Fragmento citado →
Por Jessica Dector Vázquez
Egresada de la Maestría en Psicoterapia Infantil Gestalt
CEsIGue, Xalapa, ver.
Anoche tuve una experiencia muy reveladora mientras platicaba con alguien cercano. Muchas veces, es fácil para nosotros, los que nos dedicamos a trabajar con la mente, el espíritu y las relaciones, asumir que para el resto del mundo es igual de sencillo darse cuenta de las cosas. Como si nuestro conocimiento especial, debiera ser natural. Yo creo que de cierto modo lo es, sólo que el ser humano ha vulnerado su espíritu al punto de ya no tener fuerza para enfrentar aquello que le aqueja en lo más profundo.
Ayer me daba cuenta de lo cotidiano que resulta vivir con una bolsa de traumas, bloqueos, dolores, enojos, etc., que limiten nuestra experiencia y capacidad de relacionarnos. Y no es que no queramos hacer nada para solucionarlo, es que en la mayoría de los casos, ni siquiera nos damos cuenta. Ya de por si nuestro aparato psíquico es complejo y representa un defensor empedernido del YO (cerrar los ojos), procurando evitarle aquellas cosas que no podría soportar, y encima de todo, en el afuera, en nuestra cultura y nuestra sociedad (la oscuridad), se ha descalificado la vivencia de una parte de nosotros, la parte doliente, lastimada, enojosa. Lo que no alcanzamos a comprender es que el hecho de negar las cosas no evita que continúen haciendo daño y que marquen nuestra forma de estar en el mundo.
Me gustan las metáforas y las analogías, creo que son ejercicios bastante ilustrativos. Para el caso que expongo en esta ocasión describo lo siguiente: imaginen tener su cabeza mirando hacia su lado derecho, mientras del otro lado se encuentra su pierna izquierda con un enorme cuchillo clavado en ella, uno de esos traumas físicos que bloquean nuestro sistema nervioso y dejamos de sentir dolor. Bien, ¿qué creen que pasará si jamás volteamos a ver esa pierna?, ya no podemos sentir el cuchillo, pero sigue haciendo daño, podemos desangrarnos, la pierna se infectará, nuestra marcha obviamente se verá afectada, aunque nos neguemos a reconocerlo, quizá perderíamos la pierna y, en casos extremos, hasta la vida. Ya no podemos sentir el dolor, porque se ha bloqueado para defendernos, pero tenemos otra opción, voltear, ver lo que sucede con cada parte de mí. Al principio, la conciencia del evento será dolorosa y probablemente nos asuste, pero es la única salida para poner remedio a algo que puede costarnos demasiado. Después del impacto por reconocer la presencia del cuchillo en nuestra pierna, tendremos la posibilidad de buscar posibles soluciones, tal vez vayamos al doctor, o gritemos por ayuda, tratemos de remover el cuchillo, lavemos la herida o lo que se nos ocurra. Después habrá que seguir atendiendo la herida, que por supuesto dolerá, y la buena noticia, es que más adelante, con el tiempo y atención necesaria, sanará, quizá habrá alguna marca, una cicatriz, pero jamás será lo mismo, ni nos pondrá bajo el mismo riesgo que seguir teniendo el cuchillo dentro de nosotros.

Extractos de datos →
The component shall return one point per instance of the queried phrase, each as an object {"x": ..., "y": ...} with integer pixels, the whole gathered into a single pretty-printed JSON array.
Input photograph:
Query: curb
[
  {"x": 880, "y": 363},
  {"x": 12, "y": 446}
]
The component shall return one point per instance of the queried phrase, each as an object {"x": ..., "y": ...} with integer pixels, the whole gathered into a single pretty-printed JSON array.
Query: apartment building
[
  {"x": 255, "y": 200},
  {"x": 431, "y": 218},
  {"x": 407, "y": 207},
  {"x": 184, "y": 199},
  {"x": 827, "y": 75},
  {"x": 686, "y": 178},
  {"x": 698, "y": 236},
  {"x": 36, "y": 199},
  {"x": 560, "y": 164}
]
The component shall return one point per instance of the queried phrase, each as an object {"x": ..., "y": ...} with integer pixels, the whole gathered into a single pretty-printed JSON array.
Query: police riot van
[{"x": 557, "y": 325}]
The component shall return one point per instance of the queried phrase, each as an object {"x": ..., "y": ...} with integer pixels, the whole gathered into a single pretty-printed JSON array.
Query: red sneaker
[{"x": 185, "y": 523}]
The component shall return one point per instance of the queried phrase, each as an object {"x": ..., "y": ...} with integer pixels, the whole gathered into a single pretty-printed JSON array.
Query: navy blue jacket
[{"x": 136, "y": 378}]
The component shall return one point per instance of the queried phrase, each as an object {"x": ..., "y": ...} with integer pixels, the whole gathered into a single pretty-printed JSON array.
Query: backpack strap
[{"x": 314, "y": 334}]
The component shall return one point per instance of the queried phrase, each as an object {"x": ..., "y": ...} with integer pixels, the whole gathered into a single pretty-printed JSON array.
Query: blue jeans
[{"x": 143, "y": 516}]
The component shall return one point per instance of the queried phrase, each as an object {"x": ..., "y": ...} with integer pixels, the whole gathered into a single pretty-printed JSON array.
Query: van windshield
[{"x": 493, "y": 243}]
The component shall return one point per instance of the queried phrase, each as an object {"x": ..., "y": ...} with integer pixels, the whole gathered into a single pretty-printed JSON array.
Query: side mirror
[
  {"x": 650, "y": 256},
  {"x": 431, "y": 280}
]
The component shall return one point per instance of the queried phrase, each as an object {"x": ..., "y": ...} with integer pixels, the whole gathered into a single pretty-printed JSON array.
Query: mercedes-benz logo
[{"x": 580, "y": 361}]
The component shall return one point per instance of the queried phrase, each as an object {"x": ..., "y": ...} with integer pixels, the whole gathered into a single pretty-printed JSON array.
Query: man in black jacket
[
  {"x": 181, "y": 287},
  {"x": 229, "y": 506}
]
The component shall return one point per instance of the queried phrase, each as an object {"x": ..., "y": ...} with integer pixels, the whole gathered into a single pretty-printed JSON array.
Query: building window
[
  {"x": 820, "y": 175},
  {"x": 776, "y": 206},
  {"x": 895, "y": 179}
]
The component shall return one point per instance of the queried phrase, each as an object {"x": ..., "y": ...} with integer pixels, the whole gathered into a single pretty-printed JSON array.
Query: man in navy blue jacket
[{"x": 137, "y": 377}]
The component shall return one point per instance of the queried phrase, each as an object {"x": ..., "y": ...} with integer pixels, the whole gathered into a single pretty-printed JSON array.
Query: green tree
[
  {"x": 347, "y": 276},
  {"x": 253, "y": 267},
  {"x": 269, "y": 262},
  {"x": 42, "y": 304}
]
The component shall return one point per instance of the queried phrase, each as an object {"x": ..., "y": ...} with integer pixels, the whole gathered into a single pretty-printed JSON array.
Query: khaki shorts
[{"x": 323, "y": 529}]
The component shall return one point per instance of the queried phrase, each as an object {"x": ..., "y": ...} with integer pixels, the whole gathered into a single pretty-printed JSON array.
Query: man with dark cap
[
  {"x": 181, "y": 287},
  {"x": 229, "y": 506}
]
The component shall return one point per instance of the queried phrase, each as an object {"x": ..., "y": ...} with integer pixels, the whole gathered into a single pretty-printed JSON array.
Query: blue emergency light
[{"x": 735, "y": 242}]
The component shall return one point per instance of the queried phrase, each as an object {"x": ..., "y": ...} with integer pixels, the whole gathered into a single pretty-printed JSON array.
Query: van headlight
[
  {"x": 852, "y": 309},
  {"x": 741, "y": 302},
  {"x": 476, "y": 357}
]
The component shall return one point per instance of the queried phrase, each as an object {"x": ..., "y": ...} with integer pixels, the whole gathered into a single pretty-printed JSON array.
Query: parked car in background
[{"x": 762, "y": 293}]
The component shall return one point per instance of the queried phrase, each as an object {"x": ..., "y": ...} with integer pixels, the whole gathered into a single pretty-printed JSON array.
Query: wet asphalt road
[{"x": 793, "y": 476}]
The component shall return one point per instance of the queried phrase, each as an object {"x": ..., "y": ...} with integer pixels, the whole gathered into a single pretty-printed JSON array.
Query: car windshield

Qué se solicita →
Devuelva, sin alteración alguna, el pasaje del fragmento citado que va desde "Por Jessica Dector" hasta "lo más profundo.". Para resolver, utilice únicamente el fragmento citado.

Respuesta solicitada →
Por Jessica Dector Vázquez
Egresada de la Maestría en Psicoterapia Infantil Gestalt
CEsIGue, Xalapa, ver.
Anoche tuve una experiencia muy reveladora mientras platicaba con alguien cercano. Muchas veces, es fácil para nosotros, los que nos dedicamos a trabajar con la mente, el espíritu y las relaciones, asumir que para el resto del mundo es igual de sencillo darse cuenta de las cosas. Como si nuestro conocimiento especial, debiera ser natural. Yo creo que de cierto modo lo es, sólo que el ser humano ha vulnerado su espíritu al punto de ya no tener fuerza para enfrentar aquello que le aqueja en lo más profundo.